---------- TEXTO EXTRAÍDO ----------
Y el mejor broche de oro: el pueblo de Nembra, bañado por el río Negro y con la fe recia de las aguas bautismales escucha la respuesta cargada de teología de la madre de Antonio cuando le dicen: "Hemos cogido a los que mataron a tu hijo. ¿Qué quieres que hagamos con ellos?". Ella contestó: "Quiero verme con ellos y con mi Antonio en el cielo". ¿Hay quien nos dé más confianza para saber hacer mudanza de vida cuando la noche se hace muy oscura y la cruz no parece llevarnos a la luz?
---------- DATOS PROPORCIONADOS ----------
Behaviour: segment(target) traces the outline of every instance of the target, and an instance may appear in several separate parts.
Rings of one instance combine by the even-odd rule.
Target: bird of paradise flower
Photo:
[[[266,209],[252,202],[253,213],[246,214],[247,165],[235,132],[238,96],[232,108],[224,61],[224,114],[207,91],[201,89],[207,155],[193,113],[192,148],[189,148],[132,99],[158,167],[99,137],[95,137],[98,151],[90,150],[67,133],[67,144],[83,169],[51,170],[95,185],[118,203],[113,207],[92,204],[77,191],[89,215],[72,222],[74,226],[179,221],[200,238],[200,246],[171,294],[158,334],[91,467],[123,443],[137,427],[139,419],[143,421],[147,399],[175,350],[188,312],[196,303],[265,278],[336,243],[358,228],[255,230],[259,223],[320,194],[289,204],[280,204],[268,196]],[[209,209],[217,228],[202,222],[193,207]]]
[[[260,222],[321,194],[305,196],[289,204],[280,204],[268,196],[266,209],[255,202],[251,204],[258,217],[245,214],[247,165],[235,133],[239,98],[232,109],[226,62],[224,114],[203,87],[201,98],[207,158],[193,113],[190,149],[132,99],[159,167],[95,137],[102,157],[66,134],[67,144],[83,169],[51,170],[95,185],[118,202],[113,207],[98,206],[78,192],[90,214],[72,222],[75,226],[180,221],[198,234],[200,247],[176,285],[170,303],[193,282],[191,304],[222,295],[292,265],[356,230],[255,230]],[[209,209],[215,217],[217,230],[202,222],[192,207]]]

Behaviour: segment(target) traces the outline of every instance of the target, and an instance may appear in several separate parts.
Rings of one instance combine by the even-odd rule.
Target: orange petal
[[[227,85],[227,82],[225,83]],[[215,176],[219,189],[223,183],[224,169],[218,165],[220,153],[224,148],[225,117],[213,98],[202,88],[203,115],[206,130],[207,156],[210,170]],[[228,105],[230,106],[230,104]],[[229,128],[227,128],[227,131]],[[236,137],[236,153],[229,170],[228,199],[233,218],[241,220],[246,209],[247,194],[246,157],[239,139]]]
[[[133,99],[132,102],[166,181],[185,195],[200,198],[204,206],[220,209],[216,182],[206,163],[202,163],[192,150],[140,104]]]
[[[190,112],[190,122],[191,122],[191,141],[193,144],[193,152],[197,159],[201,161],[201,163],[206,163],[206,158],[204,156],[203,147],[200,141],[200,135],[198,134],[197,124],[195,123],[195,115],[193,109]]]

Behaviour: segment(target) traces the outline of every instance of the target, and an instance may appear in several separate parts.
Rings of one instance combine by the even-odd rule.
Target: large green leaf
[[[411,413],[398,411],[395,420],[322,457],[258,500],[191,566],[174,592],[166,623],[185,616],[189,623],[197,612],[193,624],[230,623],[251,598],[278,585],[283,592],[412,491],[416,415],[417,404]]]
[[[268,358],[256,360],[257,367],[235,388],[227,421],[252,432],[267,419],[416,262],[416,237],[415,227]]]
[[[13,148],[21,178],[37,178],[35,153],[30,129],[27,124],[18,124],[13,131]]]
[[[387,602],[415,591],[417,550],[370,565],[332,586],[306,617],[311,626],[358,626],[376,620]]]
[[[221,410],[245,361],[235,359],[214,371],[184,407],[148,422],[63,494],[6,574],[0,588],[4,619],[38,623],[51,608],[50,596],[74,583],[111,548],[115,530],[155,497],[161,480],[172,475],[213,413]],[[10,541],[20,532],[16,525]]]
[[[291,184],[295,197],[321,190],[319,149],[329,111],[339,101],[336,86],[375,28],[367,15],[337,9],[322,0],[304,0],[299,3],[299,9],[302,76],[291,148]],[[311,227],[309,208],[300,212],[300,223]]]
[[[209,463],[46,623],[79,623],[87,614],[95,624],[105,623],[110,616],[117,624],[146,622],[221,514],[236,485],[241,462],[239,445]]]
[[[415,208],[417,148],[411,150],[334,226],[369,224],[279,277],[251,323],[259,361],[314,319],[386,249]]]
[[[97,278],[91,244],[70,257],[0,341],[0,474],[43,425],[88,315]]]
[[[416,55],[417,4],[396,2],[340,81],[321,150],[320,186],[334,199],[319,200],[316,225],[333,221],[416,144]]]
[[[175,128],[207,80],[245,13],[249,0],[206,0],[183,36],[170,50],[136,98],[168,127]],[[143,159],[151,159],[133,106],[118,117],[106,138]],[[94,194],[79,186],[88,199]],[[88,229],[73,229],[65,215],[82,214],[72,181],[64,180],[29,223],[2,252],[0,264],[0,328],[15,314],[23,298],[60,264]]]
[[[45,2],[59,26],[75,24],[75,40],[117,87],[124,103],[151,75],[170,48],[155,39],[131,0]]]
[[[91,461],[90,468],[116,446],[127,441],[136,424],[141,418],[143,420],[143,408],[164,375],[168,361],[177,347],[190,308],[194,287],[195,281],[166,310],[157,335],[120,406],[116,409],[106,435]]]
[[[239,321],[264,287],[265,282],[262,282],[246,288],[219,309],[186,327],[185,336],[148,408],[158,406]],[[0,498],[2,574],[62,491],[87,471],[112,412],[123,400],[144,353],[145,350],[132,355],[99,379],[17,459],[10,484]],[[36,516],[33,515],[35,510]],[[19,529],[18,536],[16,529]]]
----------
» **QUÉ SE PIDE**:
¿Puedes seguir escribiendo el texto sobre Nembra y la madre de Antonio a partir de su última oración?

» **RESULTADO**:
Esperan en la cárcel, impacientes, Segundo e Isidro. Éste último lo cuenta a sus hijos que asisten a la escuela enfrente de la cárcel, cuyos servicios higiénicos usan los presos acompañados por el miliciano de turno. A éste no le consiente el maestro, Jesús García, entrar en la escuela y permanece afuera para que Isidro tenga la oportunidad de hablar con sus hijos, Darío y Maria Luisa, y despedirse con un beso. Estas son sus palabras a Darío en vísperas de su martirio: "Dile a tu madre que, si quiere, que vaya a Gijón a hablar con el Comité Provincial, pero que ya no hay nada que hacer: a Segundo hace dos días que le han sacado y no sabemos si vive. Hoy espero que me saquen a mí. Este beso es para tu madre y tus hermanos también; ya no nos veremos más. Dile que no llore porque somos mártires. Nos persiguen y abofetean como a Jesucristo. Rezad mucho por nosotros. En el cielo nos veremos".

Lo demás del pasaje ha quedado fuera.